▸ Excerpts of pointing data:
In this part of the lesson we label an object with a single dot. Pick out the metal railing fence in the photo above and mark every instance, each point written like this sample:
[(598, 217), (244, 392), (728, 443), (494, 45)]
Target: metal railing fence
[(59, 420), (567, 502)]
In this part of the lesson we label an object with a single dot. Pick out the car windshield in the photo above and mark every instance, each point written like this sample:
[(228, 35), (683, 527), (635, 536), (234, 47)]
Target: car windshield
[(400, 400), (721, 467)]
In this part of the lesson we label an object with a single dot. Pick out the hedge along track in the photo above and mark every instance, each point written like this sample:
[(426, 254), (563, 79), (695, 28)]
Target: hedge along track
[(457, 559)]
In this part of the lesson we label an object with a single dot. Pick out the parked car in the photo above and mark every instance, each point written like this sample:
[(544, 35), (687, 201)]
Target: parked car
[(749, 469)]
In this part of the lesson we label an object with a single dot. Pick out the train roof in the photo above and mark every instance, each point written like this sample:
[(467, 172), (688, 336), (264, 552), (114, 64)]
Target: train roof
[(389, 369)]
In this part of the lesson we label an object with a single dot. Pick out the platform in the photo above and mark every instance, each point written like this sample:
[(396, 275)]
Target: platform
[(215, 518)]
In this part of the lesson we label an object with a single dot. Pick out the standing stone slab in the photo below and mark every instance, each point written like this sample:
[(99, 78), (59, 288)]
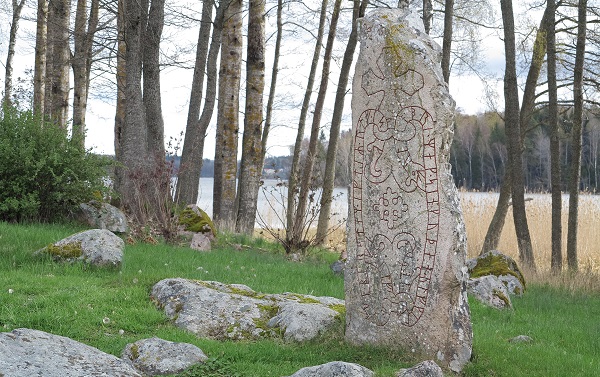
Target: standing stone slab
[(405, 275)]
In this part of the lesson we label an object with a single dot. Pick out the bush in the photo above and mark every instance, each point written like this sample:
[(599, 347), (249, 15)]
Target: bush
[(44, 175)]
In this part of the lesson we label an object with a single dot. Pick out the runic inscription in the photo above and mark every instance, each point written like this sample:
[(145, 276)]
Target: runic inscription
[(401, 290), (404, 282)]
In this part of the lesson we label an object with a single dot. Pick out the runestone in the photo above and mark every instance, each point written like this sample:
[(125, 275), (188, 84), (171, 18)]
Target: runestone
[(405, 279)]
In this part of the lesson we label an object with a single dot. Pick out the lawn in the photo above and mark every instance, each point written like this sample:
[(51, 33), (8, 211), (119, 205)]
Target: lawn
[(109, 308)]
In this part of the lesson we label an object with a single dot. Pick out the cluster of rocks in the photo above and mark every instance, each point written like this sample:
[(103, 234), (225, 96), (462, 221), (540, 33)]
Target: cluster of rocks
[(26, 352), (234, 311)]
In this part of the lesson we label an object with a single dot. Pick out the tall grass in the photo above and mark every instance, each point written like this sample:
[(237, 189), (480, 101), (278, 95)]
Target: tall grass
[(109, 308)]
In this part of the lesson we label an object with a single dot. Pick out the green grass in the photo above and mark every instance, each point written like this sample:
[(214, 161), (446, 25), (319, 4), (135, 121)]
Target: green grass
[(73, 300)]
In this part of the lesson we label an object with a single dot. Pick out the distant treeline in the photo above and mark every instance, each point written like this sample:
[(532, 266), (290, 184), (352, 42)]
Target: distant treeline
[(478, 153)]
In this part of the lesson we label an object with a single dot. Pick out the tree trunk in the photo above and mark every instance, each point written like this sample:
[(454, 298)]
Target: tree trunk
[(294, 170), (224, 213), (189, 173), (151, 72), (515, 148), (58, 64), (274, 72), (14, 26), (251, 167), (316, 124), (492, 237), (334, 132), (576, 137), (41, 45), (427, 15), (133, 147), (447, 39), (81, 62), (494, 231), (121, 76), (556, 259)]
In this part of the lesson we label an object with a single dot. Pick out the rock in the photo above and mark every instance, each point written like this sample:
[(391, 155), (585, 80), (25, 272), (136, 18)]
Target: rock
[(26, 353), (98, 247), (338, 267), (425, 369), (104, 216), (303, 321), (194, 219), (521, 339), (234, 311), (156, 357), (334, 368), (504, 267), (405, 278), (200, 242), (490, 291)]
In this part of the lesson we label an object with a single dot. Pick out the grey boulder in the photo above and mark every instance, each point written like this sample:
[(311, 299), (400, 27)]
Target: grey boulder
[(500, 265), (98, 247), (490, 291), (425, 369), (156, 357), (26, 353), (233, 311), (334, 369)]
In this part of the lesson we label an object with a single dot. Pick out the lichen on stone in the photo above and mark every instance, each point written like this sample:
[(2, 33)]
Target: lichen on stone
[(69, 250), (196, 220), (497, 265)]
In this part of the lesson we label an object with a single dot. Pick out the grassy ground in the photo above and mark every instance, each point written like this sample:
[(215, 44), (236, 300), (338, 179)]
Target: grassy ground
[(108, 309)]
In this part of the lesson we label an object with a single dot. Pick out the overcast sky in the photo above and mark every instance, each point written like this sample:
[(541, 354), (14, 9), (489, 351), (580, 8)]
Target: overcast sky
[(468, 91)]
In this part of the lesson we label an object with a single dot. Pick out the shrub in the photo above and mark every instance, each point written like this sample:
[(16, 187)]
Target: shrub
[(44, 175)]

▸ WHAT THE EXERCISE ASKS: Print the lines above verbatim, every one of them, but leave out the pictures.

▸ ANSWER FOR THE TASK:
In this part of the lesson we label an object with a single dot. Pick out the metal railing fence in the photo above and mark every instance, each point written like this sample:
[(598, 217), (244, 392), (728, 443), (494, 45)]
Target: metal railing fence
[(59, 420), (567, 502)]
In this part of the lesson we label an object with a single dot. Pick out the car windshield in the photo above and mark every instance, each point written like this sample:
[(228, 35), (683, 527), (635, 536), (234, 47)]
Target: car windshield
[(400, 400), (721, 467)]
In this part of the lesson we label an object with a single dot. Pick out the hedge along track in the photo above and mark every instance, each point written like this sample:
[(426, 254), (563, 79), (695, 28)]
Target: hedge along track
[(457, 559)]
In this part of the lesson we label an object with a single dot. Pick out the parked car in the photo above and mark every instance, each point written like this sample:
[(544, 35), (687, 201)]
Target: parked car
[(749, 469)]
In this part of the lesson we label an object with a single dot. Pick out the train roof in the photo above and mark every instance, each point written like this sample:
[(467, 172), (688, 336), (264, 552), (114, 64)]
Target: train roof
[(389, 369)]
In this part of the lesson we label an object with a single dot. Pick out the platform in the photo above and mark every instance, each point written like this sample:
[(396, 275)]
Target: platform
[(215, 518)]
In this part of the lesson we label an object with a single dot. Pick out the standing stone slab in the photo below and mark every instance, each point written like this sample:
[(99, 78), (59, 288)]
Target: standing stone slab
[(405, 275)]
In this part of the lesson we label an object with a single dot. Pick out the bush in the photo above and mark every instance, each point written like this sample:
[(599, 347), (249, 15)]
Target: bush
[(44, 175)]
In this part of the lesson we label an object with a single dot. Pick out the runic inscription in the photo above and mark every instance, each point written like this sample:
[(145, 276)]
Target: runic inscription
[(401, 290), (404, 282)]
In this part of the lesson we label an object with a single dot. Pick out the runestone in the photo above and mark every instance, each point written like this sample:
[(125, 275), (188, 84), (171, 18)]
Target: runestone
[(405, 279)]
In this part of the lesson we label an object with a single dot. Pick out the lawn in the photo above and mark every instance, each point written like this sample:
[(51, 33), (8, 211), (119, 205)]
Target: lawn
[(109, 308)]
In this part of the lesson we label an object with a single dot. Pick out the cluster of rocks in the photo above and mark every instance, each point written like this sample:
[(103, 234), (225, 96), (462, 221), (540, 33)]
Target: cluster of rocks
[(26, 352), (234, 311)]
In this part of the lesson we label an object with a single dot. Pick out the tall grass in the photo above and mark every instance, each point written like this sample:
[(237, 189), (480, 101), (278, 95)]
Target: tall grass
[(109, 308)]
In this part of the lesson we label an object with a single dot. Pick out the green grass in the photo above and mark every instance, each point written like this sample:
[(214, 161), (446, 25), (319, 4), (135, 121)]
Target: green grass
[(73, 300)]
In this part of the lesson we label an object with a single dot. Pick out the distant treeline in the photo above and mark every instance, each point written like this sample:
[(532, 266), (290, 184), (352, 42)]
Target: distant treeline
[(478, 153)]
In this part of the lesson we label an object with a single dot. Pick out the tree trunk in the photo above and mark every instance, each point written like this sample:
[(454, 298)]
Target: tree trunk
[(294, 170), (224, 213), (189, 173), (151, 72), (515, 148), (58, 64), (274, 72), (14, 26), (251, 167), (316, 124), (492, 237), (334, 132), (576, 137), (41, 45), (427, 15), (133, 147), (447, 39), (81, 62), (494, 231), (121, 76), (556, 259)]
In this part of the lesson we label an object with a single dot. Pick out the rock in the photo above and mark every instance, each point written like this sample:
[(391, 155), (585, 80), (25, 272), (136, 18)]
Target: rock
[(26, 353), (98, 247), (338, 267), (425, 369), (104, 216), (303, 321), (194, 219), (521, 339), (234, 311), (156, 357), (334, 368), (504, 267), (405, 278), (200, 242), (490, 291)]
In this part of the lesson we label an object with a single dot. Pick out the grey boulder in the photo above and mark every instance, each point written like this sample:
[(311, 299), (400, 27)]
Target: grey boulder
[(500, 265), (98, 247), (490, 291), (425, 369), (156, 357), (26, 353), (233, 311), (334, 369)]
In this part of the lesson we label an object with a single dot. Pick out the lichen on stone in the photo above and mark every instance, each point written like this sample:
[(2, 33)]
Target: lichen on stone
[(69, 250), (196, 220), (497, 265)]
In this part of the lesson we label an object with a single dot. Pick out the grassy ground in the photo above and mark every instance, each point written like this sample:
[(215, 44), (236, 300), (338, 179)]
Target: grassy ground
[(108, 309)]
In this part of the lesson we label an object with a single dot. Pick out the overcast sky in the photo above and mark every instance, each point written like this sample:
[(541, 354), (14, 9), (489, 351), (580, 8)]
Target: overcast sky
[(468, 91)]
In this part of the lesson we label an object with a single dot. Pick out the shrub in the photo above and mark every instance, each point written like this sample:
[(16, 187)]
Target: shrub
[(44, 175)]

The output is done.